*How to complete this task*. An exact transcription of the entries is required, with no images included.

*Material for this task*.

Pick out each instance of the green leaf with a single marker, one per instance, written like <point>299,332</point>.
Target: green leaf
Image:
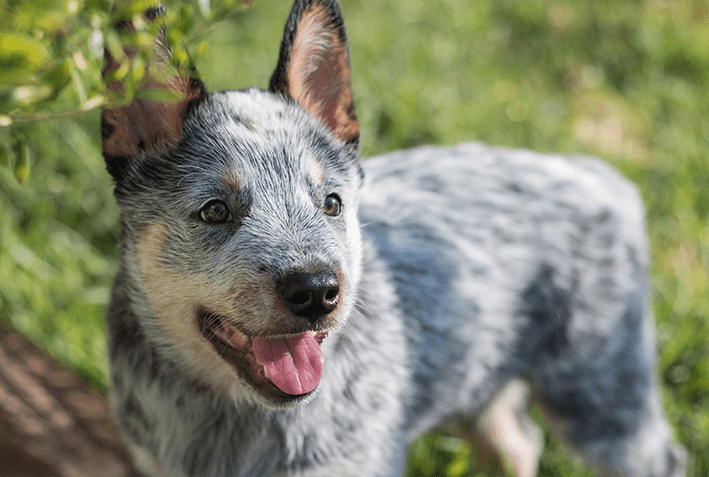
<point>4,156</point>
<point>14,46</point>
<point>22,162</point>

*Solved exercise*.
Pick out each instance of the green leaf with a single marker, one per instance, written like <point>299,332</point>.
Target: green leaf
Image:
<point>4,156</point>
<point>14,46</point>
<point>22,162</point>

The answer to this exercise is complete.